### EXERCISE DETAILS:
Exact reproduction is required for the lines below starting at the line with "Put a dot on each instance of the leafy" and ending at the line with "Put a dot on each instance of the woman's", both included. No other lines, and no pictures.

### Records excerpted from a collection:
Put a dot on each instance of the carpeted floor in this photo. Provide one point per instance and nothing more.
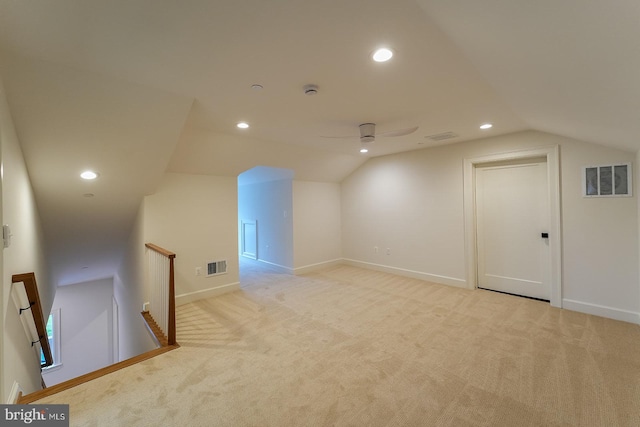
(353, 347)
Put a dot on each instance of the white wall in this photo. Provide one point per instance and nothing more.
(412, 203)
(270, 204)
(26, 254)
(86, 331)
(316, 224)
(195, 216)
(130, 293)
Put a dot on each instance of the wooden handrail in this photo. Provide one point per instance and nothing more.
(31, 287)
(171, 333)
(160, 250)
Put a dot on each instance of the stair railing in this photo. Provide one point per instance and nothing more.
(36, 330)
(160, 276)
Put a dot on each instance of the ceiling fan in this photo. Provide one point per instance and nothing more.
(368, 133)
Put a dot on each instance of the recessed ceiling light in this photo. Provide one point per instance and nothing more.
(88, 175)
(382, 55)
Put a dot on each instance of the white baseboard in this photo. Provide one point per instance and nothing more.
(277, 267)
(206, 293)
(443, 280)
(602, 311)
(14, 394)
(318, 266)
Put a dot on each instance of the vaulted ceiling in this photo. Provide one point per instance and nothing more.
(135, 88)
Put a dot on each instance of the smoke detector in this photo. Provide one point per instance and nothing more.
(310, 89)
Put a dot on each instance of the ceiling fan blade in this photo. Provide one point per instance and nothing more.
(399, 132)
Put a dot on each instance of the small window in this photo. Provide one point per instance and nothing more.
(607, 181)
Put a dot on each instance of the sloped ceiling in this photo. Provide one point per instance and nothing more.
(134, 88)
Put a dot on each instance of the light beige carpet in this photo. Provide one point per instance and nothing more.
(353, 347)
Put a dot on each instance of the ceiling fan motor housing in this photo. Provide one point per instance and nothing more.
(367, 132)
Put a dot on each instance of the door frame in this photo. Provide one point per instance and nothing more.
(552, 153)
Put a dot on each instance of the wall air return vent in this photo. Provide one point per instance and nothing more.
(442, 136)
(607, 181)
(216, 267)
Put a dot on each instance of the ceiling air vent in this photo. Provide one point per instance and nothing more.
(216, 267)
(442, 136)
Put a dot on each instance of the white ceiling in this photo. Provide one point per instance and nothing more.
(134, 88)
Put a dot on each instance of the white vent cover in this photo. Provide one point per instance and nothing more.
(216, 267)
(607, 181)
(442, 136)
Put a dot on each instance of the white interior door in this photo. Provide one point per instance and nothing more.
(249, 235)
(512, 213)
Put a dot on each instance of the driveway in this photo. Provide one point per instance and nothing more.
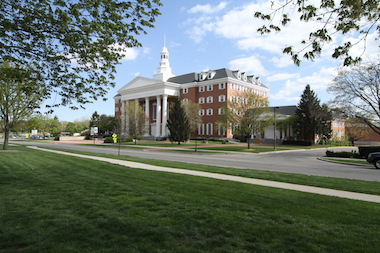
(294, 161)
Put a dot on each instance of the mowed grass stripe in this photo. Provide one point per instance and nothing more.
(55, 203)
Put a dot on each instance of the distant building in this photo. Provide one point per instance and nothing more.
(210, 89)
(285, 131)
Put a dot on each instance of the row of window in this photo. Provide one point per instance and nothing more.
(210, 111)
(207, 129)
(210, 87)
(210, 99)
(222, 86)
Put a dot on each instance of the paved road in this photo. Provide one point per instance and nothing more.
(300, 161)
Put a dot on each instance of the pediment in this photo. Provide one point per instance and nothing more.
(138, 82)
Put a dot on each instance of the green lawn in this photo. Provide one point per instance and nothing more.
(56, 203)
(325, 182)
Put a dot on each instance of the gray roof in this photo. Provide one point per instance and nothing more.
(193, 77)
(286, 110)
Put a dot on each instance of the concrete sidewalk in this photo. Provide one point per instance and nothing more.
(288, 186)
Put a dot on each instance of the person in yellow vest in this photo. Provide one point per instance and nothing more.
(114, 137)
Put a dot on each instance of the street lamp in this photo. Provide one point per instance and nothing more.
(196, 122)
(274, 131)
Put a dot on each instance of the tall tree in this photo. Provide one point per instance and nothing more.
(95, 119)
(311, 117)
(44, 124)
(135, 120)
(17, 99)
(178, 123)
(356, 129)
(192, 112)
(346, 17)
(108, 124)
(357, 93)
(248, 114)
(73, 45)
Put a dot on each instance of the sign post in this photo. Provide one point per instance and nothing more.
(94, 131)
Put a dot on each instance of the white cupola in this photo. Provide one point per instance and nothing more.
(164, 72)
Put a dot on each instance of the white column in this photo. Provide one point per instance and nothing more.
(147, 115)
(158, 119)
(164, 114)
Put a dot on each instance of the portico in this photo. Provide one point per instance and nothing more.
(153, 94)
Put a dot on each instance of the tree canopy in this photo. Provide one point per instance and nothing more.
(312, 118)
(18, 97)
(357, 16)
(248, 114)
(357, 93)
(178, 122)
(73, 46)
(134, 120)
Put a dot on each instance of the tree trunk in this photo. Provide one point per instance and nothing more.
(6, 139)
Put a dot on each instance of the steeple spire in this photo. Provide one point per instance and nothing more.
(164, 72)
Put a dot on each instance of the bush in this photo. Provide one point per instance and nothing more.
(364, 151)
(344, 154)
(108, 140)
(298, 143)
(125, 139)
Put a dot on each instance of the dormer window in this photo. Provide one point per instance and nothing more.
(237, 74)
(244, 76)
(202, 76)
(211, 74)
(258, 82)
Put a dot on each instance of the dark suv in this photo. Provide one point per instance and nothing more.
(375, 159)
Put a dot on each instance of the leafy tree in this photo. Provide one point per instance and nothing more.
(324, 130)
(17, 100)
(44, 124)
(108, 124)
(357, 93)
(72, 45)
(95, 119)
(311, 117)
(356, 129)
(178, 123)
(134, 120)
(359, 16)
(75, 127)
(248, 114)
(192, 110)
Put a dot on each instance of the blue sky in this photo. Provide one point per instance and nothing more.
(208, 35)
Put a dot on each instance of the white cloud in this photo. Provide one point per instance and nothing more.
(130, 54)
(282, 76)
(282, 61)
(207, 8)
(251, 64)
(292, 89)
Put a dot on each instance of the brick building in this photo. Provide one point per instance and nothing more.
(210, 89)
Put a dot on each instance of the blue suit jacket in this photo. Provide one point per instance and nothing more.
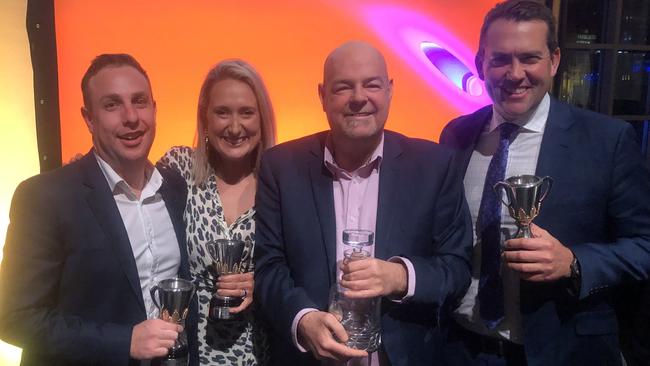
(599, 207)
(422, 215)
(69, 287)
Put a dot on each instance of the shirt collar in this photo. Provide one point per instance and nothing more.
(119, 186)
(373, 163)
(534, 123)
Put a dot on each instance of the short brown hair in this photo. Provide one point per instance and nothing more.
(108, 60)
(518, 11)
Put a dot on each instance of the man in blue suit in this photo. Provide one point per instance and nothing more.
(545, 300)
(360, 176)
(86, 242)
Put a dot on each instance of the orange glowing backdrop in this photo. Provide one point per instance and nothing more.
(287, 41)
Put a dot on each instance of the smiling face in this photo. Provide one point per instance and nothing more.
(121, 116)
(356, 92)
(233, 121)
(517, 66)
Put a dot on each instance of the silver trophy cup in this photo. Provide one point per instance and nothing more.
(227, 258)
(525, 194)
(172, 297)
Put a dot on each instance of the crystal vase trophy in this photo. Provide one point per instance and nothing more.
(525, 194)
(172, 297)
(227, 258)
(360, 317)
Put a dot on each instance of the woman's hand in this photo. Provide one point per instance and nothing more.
* * *
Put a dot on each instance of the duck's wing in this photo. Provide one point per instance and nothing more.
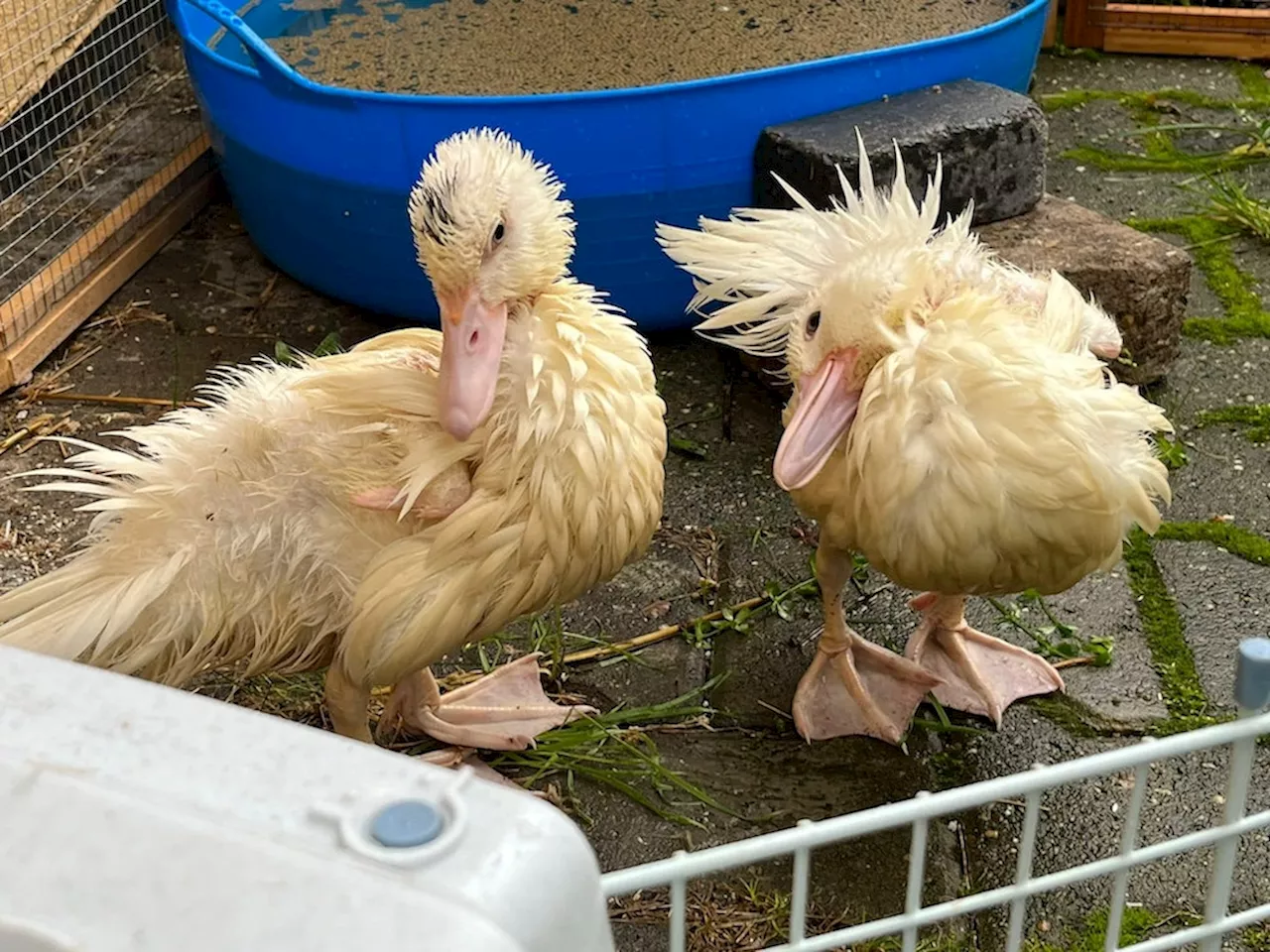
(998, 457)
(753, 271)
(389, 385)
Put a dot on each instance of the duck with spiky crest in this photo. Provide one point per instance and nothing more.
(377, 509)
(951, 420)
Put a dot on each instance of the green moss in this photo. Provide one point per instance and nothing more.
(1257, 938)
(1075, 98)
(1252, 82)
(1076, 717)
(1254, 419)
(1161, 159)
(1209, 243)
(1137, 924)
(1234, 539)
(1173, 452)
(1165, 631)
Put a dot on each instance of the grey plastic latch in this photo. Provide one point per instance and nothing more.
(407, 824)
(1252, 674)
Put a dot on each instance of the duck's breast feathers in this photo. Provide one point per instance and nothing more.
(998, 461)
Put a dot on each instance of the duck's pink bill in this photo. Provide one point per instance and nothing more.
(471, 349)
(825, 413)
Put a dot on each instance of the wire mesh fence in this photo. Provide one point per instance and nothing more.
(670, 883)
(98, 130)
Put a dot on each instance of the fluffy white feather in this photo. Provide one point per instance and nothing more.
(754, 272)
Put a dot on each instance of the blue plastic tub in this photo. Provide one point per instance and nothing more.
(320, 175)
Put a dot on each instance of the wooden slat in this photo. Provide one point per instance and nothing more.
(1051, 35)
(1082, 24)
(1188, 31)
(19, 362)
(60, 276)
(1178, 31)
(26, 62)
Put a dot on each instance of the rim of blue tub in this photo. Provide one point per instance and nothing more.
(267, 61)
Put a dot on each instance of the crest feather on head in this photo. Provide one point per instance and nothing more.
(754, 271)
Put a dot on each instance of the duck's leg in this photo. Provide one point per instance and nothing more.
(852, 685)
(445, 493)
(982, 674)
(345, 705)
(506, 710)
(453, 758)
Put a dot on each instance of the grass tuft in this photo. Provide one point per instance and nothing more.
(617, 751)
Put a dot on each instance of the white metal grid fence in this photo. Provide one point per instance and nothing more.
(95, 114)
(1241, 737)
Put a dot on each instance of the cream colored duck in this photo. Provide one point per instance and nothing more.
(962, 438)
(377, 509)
---
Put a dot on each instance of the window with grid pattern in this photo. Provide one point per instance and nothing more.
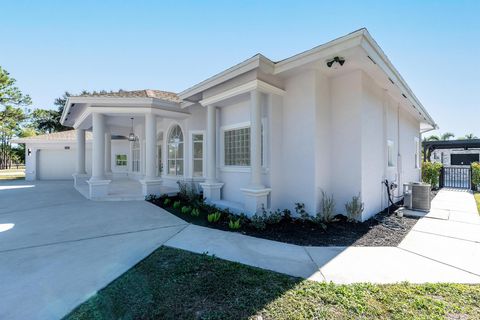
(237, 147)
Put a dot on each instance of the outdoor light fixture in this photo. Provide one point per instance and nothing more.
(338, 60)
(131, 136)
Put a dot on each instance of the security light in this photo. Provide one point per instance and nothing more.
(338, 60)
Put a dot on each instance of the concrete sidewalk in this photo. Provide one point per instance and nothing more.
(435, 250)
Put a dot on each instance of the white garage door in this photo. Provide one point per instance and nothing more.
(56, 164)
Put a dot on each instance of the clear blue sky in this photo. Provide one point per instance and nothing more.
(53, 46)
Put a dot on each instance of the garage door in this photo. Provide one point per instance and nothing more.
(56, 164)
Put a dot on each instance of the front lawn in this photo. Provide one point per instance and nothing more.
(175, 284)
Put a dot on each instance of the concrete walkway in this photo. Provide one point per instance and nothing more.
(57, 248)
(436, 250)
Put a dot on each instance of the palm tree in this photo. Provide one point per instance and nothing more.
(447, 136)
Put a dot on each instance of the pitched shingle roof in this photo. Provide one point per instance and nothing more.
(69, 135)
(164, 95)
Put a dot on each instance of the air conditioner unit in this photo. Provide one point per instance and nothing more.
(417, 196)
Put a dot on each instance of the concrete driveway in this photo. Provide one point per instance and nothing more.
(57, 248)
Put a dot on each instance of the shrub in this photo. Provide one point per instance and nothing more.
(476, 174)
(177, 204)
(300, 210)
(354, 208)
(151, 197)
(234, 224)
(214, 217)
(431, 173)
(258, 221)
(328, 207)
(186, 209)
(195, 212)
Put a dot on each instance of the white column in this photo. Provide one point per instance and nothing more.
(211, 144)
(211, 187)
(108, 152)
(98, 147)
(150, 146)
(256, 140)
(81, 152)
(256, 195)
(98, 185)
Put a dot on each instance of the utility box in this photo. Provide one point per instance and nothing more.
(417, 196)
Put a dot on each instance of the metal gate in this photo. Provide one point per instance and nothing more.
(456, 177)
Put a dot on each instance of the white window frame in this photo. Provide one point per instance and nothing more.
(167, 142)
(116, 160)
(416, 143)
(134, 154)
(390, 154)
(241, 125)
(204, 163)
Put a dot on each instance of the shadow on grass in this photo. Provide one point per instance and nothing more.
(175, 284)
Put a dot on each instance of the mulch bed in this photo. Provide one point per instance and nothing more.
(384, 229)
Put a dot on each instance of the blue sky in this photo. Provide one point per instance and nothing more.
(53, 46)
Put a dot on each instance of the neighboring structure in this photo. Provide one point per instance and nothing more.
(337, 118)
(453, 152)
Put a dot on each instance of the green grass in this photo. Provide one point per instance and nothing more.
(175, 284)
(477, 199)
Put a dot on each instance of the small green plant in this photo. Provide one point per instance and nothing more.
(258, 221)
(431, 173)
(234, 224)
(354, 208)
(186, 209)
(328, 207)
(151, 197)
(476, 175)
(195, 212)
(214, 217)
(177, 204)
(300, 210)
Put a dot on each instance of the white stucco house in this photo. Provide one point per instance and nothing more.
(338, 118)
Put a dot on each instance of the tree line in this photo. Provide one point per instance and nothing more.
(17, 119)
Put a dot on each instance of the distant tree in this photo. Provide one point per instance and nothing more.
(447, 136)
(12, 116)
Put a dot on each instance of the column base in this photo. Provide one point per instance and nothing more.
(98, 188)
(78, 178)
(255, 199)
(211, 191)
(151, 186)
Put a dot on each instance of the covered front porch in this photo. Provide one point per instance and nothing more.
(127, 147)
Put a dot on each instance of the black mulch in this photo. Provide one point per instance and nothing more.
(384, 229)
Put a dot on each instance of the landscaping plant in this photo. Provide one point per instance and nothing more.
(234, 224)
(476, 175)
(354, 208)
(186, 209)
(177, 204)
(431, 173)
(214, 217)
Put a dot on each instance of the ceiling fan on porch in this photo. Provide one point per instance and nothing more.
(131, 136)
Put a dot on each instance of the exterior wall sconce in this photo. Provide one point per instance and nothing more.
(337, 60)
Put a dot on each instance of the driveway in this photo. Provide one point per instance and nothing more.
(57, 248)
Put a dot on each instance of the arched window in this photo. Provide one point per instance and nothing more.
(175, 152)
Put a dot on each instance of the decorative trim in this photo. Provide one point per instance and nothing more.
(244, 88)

### EXERCISE RESULT:
Put a dot on each instance of the leafy tree in this photo. Provide one point per instance and nothing more.
(324, 130)
(17, 100)
(44, 124)
(108, 124)
(357, 93)
(72, 45)
(95, 119)
(311, 117)
(356, 129)
(178, 123)
(134, 120)
(359, 16)
(75, 127)
(248, 114)
(192, 110)
Put a dot on each instance of the blue sky in this photo. Provide one point per instance and nothing more.
(208, 35)
Put a dot on each instance of the white cloud in this photo. Provide one point per instance and nothing more.
(130, 54)
(282, 76)
(282, 61)
(207, 8)
(251, 64)
(292, 89)
Put a dot on each instance of the brick building in this photo. Provide one point per instance and nothing more.
(210, 89)
Put a dot on each instance of the blue suit jacket in this photo. Provide one point per instance and nothing more.
(599, 207)
(422, 215)
(69, 287)
Put a dot on each instance of the shirt collar in this photo. Provide one point per instance and nothing more.
(119, 186)
(373, 163)
(534, 123)
Put a dot on each instance of the short brown hair in this photo. Provide one point per instance and nothing more.
(108, 60)
(518, 11)
Put a dot on each instance of the man in blue suit in this photo. Provide one point per instance and nothing more.
(545, 300)
(360, 176)
(86, 242)
Put a dot on each instance of the orange glowing backdrop in this photo. Provide one point per instance and nothing more.
(287, 41)
Put a dot on each instance of the smiling face in this photo. Provide one point per instance and nothing more.
(121, 116)
(356, 92)
(233, 121)
(517, 66)
Put a dot on each instance of the silver trophy cup in this photo. Provide one point per instance and nothing more.
(227, 258)
(525, 194)
(172, 297)
Put a dot on each instance of the crystal vase trophy in this photo. Provide one point per instance and nothing more.
(525, 194)
(172, 297)
(227, 258)
(360, 317)
Put a dot on each instance of the woman's hand in this photo. Provide one point per instance and nothing more.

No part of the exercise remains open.